_SUPPLIED PASSAGE:_
►
He made the comments after a vehicle from Premier Senzo Mchunu’s security detail was involved in a crash, which claimed the lives of two people on the N2 on Friday.

After the collision, there have been calls by the DA for a complete ban on the use of “blue lights”, or for stringent regulation of their use.

“If there is any complaint on their use, it can be forwarded to us and we will investigate if any law has been infringed in the use of blue lights,” Mchunu said.

He said blue lights were allowed in terms of law and that there were categories given to authorities.

“It is in national legislation. I don’t know how I as the MEC can oppose national legislation.”

“They are legislated,” Mchunu said when ruling out a ban on blue lights.

He said an investigation into the crash had been instituted, which he and the premier called for.

Mchunu said he was waiting for a report, expected later this week.

“In the circumstances I do not have a report, I can’t talk to the specifics except to say we sympathise with the families affected.”

He said the premier had, at the weekend, visited the families of the deceased and one of the injured people as part of his duty as the head of provincial government.

The province of the Western Cape had passed legislation in November 2014 to bolster the ban on unnecessary blue-light brigades and regulations have since been published.

According to the Daily News’s sister title the Cape Argus, the regulations warn that “a person may not operate or instruct any other person to operate “an intermittently flashing blue light” emitted from a lamp fitted to that motor vehicle; or a siren fitted to that motor vehicle”, on vehicles carrying office-bearers, or vehicles in their convoy.

According to regulations, blue lights and sirens can only be used “if there is an imminent identified threat regarding the safety or life of the office-bearer, or a threat of damage to the property of the office-bearer”.
◄
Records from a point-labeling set
►
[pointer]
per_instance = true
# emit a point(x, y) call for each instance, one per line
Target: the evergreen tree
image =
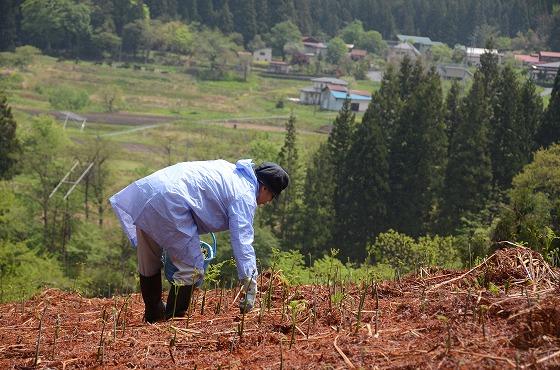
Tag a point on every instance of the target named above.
point(451, 114)
point(304, 20)
point(324, 178)
point(286, 207)
point(362, 198)
point(9, 145)
point(469, 169)
point(410, 76)
point(490, 70)
point(549, 132)
point(8, 30)
point(530, 116)
point(316, 224)
point(389, 103)
point(338, 144)
point(206, 12)
point(508, 141)
point(262, 16)
point(417, 158)
point(225, 18)
point(245, 19)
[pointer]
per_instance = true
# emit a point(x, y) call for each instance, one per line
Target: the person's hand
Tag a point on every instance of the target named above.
point(247, 303)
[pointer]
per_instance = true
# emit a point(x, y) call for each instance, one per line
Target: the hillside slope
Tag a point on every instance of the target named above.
point(441, 319)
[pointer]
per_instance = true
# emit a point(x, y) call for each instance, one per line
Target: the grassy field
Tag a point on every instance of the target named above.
point(207, 119)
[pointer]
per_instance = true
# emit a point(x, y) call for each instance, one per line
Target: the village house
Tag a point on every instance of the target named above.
point(357, 54)
point(455, 72)
point(545, 71)
point(422, 44)
point(313, 47)
point(332, 99)
point(527, 59)
point(474, 54)
point(262, 55)
point(397, 52)
point(549, 56)
point(543, 66)
point(278, 67)
point(312, 95)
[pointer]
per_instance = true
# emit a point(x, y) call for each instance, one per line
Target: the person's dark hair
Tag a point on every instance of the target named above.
point(273, 177)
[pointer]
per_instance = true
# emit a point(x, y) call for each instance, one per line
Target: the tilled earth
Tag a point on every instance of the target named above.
point(436, 319)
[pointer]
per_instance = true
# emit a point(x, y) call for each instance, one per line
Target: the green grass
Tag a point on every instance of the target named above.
point(173, 94)
point(202, 107)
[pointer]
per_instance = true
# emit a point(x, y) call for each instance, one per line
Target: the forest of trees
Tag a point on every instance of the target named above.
point(423, 164)
point(425, 177)
point(88, 29)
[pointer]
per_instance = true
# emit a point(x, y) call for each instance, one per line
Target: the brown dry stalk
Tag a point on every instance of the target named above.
point(485, 356)
point(36, 361)
point(344, 357)
point(549, 357)
point(460, 277)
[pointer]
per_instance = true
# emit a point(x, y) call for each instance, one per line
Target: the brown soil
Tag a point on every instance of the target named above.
point(437, 319)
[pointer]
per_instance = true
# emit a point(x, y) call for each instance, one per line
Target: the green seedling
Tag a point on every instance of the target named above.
point(295, 308)
point(203, 302)
point(360, 308)
point(507, 286)
point(376, 293)
point(114, 324)
point(38, 343)
point(482, 317)
point(493, 289)
point(172, 343)
point(56, 332)
point(241, 326)
point(100, 349)
point(447, 322)
point(423, 300)
point(281, 356)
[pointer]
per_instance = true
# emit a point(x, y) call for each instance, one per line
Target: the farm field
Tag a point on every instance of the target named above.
point(438, 319)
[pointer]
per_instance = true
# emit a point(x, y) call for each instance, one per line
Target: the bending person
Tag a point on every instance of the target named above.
point(164, 213)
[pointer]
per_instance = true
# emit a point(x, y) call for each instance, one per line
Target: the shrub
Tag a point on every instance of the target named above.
point(405, 254)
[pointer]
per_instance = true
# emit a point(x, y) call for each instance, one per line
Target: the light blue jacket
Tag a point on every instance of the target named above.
point(178, 203)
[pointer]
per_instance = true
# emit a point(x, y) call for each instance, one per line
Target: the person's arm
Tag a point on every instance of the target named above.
point(241, 215)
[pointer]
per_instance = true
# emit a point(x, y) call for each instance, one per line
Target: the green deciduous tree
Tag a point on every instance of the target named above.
point(336, 50)
point(9, 144)
point(281, 34)
point(352, 33)
point(550, 127)
point(532, 214)
point(56, 23)
point(372, 41)
point(43, 146)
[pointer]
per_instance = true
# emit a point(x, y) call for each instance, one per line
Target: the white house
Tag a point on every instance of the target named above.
point(473, 55)
point(262, 55)
point(333, 100)
point(399, 51)
point(311, 95)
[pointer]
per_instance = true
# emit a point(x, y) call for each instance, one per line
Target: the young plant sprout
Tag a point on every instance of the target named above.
point(38, 343)
point(100, 349)
point(361, 307)
point(295, 307)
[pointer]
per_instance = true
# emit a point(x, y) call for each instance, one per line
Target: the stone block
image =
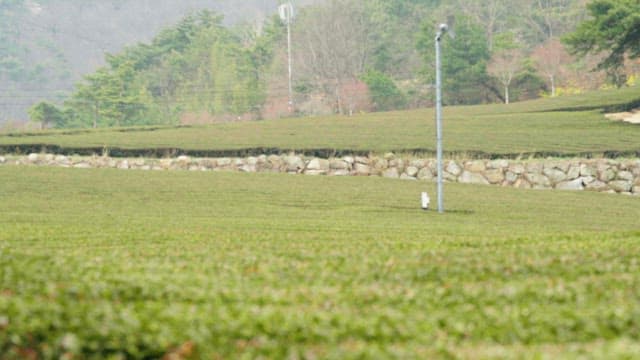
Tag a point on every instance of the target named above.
point(498, 164)
point(625, 175)
point(391, 173)
point(495, 176)
point(453, 168)
point(555, 175)
point(573, 185)
point(476, 166)
point(606, 175)
point(426, 174)
point(538, 180)
point(597, 185)
point(517, 169)
point(620, 186)
point(362, 169)
point(469, 177)
point(586, 170)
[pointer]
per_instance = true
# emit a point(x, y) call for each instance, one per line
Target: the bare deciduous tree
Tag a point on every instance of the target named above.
point(504, 66)
point(550, 58)
point(333, 46)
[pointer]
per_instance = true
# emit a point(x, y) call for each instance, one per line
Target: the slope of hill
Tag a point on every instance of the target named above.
point(568, 126)
point(52, 44)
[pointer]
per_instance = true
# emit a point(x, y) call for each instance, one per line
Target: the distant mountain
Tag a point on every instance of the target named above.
point(51, 43)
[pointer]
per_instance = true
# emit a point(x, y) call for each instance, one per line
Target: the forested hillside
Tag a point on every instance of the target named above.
point(348, 56)
point(46, 46)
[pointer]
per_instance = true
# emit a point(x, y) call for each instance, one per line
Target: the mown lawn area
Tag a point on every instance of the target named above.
point(125, 264)
point(566, 126)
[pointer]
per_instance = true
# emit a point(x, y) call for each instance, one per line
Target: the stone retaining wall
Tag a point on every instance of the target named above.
point(602, 175)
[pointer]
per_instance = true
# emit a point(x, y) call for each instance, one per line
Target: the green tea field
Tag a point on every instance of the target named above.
point(125, 264)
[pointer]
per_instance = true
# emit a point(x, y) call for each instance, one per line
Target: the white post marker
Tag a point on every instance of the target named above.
point(425, 201)
point(287, 14)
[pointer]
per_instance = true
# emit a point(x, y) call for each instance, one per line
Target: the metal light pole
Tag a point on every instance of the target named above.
point(441, 31)
point(286, 15)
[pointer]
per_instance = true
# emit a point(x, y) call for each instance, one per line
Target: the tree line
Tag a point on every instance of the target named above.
point(351, 56)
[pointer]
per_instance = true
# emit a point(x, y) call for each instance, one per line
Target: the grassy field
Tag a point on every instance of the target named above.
point(566, 126)
point(107, 263)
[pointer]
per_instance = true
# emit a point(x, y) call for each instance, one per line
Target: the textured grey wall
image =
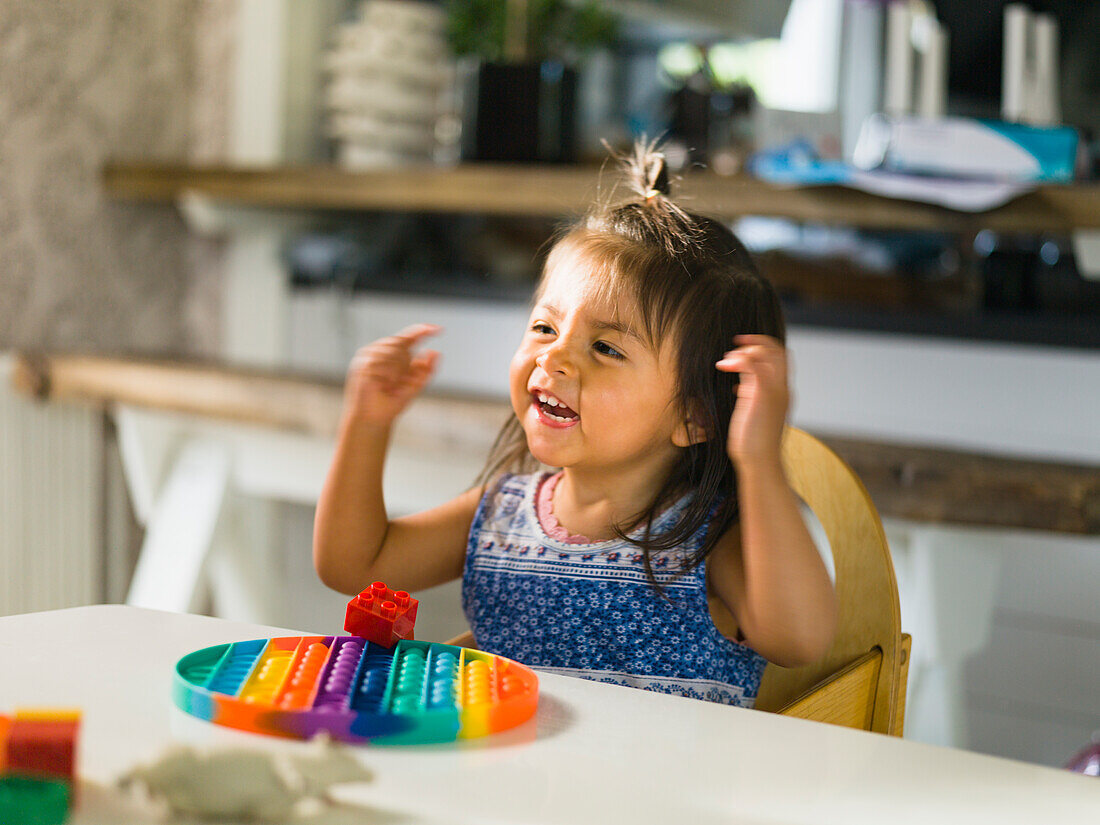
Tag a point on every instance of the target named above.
point(83, 81)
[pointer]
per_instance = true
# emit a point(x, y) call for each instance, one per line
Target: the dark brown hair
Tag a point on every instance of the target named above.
point(695, 287)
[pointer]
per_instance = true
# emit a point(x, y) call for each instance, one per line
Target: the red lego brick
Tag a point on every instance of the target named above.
point(40, 745)
point(4, 725)
point(382, 615)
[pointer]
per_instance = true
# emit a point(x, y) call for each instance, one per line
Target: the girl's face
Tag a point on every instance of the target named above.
point(589, 391)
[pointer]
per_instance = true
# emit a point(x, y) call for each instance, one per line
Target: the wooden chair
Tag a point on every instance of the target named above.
point(860, 682)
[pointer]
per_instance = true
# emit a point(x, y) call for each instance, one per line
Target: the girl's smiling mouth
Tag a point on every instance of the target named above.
point(551, 410)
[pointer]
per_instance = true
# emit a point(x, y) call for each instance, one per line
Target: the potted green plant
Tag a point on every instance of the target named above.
point(520, 102)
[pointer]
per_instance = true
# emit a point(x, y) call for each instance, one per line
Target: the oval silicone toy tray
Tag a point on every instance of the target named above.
point(355, 690)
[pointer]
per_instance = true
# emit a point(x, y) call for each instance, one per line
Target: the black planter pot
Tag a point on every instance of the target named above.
point(521, 112)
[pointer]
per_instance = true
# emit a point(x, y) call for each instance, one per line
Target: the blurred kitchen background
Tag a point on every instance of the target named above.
point(206, 206)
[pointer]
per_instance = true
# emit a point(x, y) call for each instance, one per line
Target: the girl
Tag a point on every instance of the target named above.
point(667, 550)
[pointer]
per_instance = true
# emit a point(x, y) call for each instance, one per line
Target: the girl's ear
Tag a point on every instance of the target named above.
point(689, 432)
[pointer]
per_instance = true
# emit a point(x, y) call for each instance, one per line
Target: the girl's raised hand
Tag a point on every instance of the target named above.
point(384, 376)
point(763, 397)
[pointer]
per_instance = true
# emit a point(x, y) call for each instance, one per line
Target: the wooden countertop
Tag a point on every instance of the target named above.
point(914, 483)
point(562, 190)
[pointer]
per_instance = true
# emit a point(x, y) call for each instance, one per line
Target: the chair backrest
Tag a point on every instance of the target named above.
point(869, 623)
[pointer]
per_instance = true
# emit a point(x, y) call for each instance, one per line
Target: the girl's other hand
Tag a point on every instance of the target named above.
point(384, 376)
point(756, 428)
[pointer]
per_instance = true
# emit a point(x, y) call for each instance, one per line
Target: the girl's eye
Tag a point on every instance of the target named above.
point(606, 349)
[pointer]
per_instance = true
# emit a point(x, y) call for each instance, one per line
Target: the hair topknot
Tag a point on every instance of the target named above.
point(652, 216)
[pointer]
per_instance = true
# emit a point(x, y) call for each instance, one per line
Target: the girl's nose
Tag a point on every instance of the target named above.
point(553, 360)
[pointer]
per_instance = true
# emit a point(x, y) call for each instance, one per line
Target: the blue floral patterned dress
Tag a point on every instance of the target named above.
point(590, 611)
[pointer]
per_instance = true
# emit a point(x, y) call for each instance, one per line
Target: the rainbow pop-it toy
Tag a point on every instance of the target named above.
point(355, 690)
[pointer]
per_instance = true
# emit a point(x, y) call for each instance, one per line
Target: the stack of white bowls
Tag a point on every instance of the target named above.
point(388, 72)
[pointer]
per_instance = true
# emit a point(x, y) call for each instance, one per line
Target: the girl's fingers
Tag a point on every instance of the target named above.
point(758, 339)
point(417, 331)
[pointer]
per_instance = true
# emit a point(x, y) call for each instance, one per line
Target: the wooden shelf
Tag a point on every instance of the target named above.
point(915, 483)
point(565, 190)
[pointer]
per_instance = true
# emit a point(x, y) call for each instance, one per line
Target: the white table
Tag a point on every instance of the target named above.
point(594, 752)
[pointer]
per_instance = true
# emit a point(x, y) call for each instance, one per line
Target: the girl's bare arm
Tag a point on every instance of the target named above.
point(354, 540)
point(773, 579)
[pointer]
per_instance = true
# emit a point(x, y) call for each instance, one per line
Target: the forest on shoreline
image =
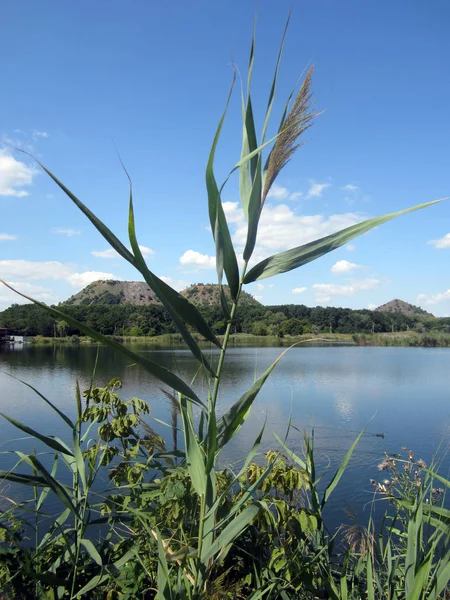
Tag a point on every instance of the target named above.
point(280, 321)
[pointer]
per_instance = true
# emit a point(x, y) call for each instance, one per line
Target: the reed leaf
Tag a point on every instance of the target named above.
point(297, 257)
point(229, 424)
point(48, 441)
point(225, 254)
point(232, 531)
point(194, 454)
point(154, 283)
point(64, 417)
point(158, 371)
point(340, 471)
point(178, 303)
◄
_CHALLENGES:_
- 1) Repeat the blue-light article from "He said the" up to and including "since been published.", and swap "Western Cape" for "Northern Cape".
- 2) In the blue-light article, on which road did the fatal crash involving a vehicle from the premier's security detail happen?

_LIST OF SOLUTIONS:_
- 1)
He said the premier had, at the weekend, visited the families of the deceased and one of the injured people as part of his duty as the head of provincial government.

The province of the Northern Cape had passed legislation in November 2014 to bolster the ban on unnecessary blue-light brigades and regulations have since been published.

- 2) The N2.